• _Your objective_
Unless a line falls after the one with "positive clicks: (345, 184) (364, 194)", retype it exactly from the records below; leave out all pictures.

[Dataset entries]
<<<<

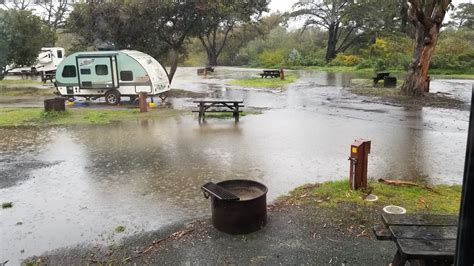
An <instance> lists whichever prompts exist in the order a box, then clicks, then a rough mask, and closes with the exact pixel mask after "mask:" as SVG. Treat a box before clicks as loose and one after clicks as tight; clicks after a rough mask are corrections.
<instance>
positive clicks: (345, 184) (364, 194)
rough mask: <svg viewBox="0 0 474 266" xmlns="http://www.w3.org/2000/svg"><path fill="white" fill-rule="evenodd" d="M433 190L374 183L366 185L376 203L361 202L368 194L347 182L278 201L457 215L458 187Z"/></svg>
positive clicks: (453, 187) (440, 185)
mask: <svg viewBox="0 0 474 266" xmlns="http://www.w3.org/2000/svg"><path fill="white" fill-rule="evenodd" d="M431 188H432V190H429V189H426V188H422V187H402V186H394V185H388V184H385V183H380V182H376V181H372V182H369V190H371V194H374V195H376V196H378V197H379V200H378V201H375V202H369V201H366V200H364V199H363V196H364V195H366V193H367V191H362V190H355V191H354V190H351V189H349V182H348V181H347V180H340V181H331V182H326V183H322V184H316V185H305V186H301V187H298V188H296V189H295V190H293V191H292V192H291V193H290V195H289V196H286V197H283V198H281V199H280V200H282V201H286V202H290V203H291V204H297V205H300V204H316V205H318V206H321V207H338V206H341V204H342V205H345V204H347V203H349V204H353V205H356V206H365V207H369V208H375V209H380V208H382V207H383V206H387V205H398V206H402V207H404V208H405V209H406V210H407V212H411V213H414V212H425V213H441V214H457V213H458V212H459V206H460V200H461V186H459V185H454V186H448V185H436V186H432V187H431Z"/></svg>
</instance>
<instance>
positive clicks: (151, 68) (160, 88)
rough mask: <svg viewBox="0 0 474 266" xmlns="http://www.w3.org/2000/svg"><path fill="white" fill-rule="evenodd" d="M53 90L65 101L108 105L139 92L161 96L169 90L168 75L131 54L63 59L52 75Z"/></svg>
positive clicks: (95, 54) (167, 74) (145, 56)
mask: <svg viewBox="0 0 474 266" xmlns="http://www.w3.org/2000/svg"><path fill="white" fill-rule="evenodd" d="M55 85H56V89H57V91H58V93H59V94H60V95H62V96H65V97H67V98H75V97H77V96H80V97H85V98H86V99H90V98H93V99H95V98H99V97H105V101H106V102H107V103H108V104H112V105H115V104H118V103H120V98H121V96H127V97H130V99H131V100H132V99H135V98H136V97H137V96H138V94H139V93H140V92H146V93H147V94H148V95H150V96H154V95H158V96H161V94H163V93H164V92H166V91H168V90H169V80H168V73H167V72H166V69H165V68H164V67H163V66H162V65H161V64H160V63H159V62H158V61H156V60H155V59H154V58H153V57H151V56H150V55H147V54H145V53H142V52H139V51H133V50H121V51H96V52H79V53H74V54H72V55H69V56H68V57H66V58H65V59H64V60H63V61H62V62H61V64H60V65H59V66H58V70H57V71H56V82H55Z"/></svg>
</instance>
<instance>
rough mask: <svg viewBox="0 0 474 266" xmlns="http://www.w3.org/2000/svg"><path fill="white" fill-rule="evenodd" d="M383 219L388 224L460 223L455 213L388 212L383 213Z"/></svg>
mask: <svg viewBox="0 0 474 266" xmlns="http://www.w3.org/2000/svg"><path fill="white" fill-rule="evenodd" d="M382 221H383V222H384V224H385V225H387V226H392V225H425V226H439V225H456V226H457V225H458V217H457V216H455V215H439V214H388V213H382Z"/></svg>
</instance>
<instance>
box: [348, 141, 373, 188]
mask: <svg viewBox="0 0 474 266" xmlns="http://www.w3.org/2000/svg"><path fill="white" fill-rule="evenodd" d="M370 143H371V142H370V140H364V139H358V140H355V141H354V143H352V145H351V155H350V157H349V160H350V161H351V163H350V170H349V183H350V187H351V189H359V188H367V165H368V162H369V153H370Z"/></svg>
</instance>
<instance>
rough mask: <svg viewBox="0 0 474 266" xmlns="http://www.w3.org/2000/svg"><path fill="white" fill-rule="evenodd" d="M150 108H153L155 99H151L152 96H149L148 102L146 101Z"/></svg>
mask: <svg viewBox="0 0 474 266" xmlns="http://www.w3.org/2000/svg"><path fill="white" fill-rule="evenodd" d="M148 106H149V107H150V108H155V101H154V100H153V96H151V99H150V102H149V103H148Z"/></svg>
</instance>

>>>>

• _Exercise result_
An <instance> lists whichever prompts exist in the order a box, then clicks, then a rough mask, and closes with the exact pixel mask after "mask:" as SVG. Treat a box before clicks as loose and one after clicks as tight; clicks after a rough mask are corrections.
<instance>
positive clicks: (345, 184) (364, 194)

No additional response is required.